* Task goal *
Print the lines of the items below exactly as they appear, starting at the line that contains "Target — garage door hinge" and continuing through the last line of the items, with both ends included.

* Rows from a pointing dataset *
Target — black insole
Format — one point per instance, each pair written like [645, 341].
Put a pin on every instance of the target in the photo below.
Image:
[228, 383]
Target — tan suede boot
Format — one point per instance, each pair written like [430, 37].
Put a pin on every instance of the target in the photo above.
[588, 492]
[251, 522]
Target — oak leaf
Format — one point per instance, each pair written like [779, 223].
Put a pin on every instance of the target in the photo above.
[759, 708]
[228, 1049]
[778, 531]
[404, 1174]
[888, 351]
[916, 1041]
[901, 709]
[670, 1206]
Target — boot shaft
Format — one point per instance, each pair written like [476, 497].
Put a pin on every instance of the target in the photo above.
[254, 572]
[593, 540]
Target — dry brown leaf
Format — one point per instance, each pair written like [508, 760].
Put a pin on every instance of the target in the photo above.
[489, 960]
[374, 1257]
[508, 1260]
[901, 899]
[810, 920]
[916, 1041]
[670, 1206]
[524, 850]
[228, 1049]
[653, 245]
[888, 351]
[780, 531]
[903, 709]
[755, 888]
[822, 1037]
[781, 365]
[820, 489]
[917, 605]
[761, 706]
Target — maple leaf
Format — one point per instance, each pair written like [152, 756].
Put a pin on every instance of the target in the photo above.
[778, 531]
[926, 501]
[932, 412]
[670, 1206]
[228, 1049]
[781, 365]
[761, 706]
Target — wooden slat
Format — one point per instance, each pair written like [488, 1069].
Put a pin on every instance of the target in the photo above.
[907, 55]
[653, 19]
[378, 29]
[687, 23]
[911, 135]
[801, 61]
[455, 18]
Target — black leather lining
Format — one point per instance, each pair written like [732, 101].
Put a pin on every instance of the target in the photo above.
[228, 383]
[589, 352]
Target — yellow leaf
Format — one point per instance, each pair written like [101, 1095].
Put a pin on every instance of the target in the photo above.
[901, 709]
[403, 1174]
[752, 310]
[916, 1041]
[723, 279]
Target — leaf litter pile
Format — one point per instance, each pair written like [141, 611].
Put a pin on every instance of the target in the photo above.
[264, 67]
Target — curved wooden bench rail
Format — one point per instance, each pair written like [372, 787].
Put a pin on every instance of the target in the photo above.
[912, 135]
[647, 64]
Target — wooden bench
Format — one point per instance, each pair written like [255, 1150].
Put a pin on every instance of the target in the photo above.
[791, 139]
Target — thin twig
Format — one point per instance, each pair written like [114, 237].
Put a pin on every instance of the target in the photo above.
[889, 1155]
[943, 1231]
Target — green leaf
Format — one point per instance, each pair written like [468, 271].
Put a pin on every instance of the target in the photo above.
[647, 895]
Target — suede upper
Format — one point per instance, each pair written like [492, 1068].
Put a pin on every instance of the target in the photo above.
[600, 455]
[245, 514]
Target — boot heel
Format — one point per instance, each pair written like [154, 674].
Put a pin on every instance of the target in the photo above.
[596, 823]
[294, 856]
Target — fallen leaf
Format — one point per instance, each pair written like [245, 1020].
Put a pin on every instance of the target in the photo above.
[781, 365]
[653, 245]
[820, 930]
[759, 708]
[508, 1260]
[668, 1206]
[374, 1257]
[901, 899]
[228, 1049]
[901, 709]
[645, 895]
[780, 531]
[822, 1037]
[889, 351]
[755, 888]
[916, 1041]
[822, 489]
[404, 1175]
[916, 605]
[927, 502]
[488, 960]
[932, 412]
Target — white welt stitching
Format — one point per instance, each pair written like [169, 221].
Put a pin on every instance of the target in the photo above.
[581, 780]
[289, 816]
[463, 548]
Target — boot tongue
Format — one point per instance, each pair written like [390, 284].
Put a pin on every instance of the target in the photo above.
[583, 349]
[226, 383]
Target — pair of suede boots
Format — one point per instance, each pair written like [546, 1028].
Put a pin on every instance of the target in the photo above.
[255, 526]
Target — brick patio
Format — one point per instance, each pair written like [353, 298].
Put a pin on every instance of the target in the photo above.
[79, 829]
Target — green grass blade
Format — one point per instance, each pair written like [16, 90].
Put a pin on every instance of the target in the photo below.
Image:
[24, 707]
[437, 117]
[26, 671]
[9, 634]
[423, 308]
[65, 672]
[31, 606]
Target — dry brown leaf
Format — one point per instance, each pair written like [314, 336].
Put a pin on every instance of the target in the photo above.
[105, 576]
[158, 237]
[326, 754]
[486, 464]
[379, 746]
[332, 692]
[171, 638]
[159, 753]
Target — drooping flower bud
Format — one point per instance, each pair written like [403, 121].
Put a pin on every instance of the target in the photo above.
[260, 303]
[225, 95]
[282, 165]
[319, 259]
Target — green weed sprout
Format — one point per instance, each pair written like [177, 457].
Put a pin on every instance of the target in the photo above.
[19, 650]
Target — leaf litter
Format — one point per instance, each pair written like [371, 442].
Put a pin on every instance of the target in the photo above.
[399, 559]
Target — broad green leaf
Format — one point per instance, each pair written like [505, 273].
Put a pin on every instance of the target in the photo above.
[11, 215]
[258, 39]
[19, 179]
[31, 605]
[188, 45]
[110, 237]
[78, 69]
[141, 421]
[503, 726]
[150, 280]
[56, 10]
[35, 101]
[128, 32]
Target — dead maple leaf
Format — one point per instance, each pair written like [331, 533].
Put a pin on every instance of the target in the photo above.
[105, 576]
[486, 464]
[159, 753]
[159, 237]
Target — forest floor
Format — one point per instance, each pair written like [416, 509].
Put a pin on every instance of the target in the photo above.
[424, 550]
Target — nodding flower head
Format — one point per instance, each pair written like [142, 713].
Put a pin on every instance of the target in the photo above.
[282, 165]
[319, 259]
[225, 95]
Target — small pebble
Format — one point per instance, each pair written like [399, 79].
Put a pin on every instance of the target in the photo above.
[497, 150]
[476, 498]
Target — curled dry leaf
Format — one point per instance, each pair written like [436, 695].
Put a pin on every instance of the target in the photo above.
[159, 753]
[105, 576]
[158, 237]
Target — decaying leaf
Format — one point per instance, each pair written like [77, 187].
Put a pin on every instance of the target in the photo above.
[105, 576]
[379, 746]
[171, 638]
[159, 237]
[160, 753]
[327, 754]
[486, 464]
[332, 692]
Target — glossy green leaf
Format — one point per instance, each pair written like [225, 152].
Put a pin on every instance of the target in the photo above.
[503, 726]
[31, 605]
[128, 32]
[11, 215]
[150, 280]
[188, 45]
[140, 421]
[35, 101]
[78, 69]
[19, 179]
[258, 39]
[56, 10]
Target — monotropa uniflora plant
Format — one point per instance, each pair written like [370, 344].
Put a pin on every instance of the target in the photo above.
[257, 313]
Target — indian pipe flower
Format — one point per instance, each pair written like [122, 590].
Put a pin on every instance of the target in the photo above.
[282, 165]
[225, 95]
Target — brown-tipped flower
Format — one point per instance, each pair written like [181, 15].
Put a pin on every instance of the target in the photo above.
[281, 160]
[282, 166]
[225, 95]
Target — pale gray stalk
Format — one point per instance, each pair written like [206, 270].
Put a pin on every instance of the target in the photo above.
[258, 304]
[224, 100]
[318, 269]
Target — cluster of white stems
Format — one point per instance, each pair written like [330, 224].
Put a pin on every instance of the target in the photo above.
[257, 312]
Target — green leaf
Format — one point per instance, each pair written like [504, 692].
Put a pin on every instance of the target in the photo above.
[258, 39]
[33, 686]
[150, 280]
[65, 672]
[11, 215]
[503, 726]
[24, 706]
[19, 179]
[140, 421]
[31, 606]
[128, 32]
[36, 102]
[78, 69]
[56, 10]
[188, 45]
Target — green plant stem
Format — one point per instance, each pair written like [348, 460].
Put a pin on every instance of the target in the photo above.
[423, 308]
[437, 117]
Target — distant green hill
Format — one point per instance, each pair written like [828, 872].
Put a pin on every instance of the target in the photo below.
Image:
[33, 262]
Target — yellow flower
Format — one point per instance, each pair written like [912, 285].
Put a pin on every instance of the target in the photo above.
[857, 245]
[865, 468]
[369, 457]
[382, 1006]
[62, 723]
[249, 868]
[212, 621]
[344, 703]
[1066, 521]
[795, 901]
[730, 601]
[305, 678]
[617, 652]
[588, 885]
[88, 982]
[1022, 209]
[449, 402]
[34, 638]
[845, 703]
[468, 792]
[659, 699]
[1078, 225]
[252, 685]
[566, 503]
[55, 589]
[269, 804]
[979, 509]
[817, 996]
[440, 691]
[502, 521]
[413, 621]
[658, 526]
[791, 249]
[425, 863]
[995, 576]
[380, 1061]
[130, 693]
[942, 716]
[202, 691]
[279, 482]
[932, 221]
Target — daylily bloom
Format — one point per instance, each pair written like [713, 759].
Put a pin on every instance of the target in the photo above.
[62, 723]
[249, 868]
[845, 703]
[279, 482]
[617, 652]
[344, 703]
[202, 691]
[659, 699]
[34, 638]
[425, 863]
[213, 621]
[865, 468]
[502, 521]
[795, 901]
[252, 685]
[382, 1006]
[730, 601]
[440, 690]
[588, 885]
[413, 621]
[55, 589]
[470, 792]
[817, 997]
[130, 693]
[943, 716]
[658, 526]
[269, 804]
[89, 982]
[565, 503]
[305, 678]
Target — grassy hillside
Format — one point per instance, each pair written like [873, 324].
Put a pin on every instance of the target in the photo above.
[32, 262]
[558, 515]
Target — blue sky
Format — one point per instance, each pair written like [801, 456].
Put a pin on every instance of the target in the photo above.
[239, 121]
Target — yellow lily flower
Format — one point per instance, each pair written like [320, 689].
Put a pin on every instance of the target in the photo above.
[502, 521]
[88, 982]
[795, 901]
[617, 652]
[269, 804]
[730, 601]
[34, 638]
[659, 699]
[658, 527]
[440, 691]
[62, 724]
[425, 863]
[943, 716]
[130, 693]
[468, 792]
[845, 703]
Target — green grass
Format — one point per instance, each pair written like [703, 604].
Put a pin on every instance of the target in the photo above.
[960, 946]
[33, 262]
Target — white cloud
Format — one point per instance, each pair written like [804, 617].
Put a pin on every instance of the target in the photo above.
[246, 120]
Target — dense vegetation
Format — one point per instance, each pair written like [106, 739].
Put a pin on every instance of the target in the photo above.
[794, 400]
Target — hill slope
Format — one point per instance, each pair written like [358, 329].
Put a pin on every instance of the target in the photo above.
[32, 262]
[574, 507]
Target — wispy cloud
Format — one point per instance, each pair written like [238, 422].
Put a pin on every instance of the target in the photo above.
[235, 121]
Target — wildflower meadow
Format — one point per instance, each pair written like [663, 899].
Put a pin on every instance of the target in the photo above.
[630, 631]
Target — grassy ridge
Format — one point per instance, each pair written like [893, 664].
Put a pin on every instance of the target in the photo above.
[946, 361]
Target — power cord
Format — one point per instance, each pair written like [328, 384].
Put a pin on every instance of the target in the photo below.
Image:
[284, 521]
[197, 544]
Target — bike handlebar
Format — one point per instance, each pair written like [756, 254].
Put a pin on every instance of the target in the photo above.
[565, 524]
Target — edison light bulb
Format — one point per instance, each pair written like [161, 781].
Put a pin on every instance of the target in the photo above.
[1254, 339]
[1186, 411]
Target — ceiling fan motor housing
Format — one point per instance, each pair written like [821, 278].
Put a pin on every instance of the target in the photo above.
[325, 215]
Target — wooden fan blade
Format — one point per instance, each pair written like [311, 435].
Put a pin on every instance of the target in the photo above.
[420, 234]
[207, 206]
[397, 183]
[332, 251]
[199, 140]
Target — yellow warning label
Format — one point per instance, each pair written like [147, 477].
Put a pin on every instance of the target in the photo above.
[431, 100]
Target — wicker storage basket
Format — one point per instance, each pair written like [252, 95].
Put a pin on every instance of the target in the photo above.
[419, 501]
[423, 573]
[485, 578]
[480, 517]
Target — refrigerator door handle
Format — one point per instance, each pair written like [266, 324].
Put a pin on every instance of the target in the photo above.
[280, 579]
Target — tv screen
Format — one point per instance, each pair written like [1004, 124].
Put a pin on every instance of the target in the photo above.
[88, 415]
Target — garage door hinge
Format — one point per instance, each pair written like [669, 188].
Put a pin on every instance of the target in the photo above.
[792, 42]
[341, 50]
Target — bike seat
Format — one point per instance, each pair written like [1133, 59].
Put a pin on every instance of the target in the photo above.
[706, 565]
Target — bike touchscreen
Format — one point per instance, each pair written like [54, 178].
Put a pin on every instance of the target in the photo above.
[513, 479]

* The completed task *
Target — garage door hinge
Format — one point per instance, each pair written like [669, 188].
Put a pin on every instance of the target in the photo above.
[792, 42]
[341, 50]
Target — bike seat
Format — one point per instance, each pair written like [1133, 59].
Put a pin on every instance of the target in the photo above.
[706, 565]
Target — bike touchscreen
Format — one point per instance, each pair written like [54, 178].
Put a pin on every instance of the target in the photo above.
[513, 479]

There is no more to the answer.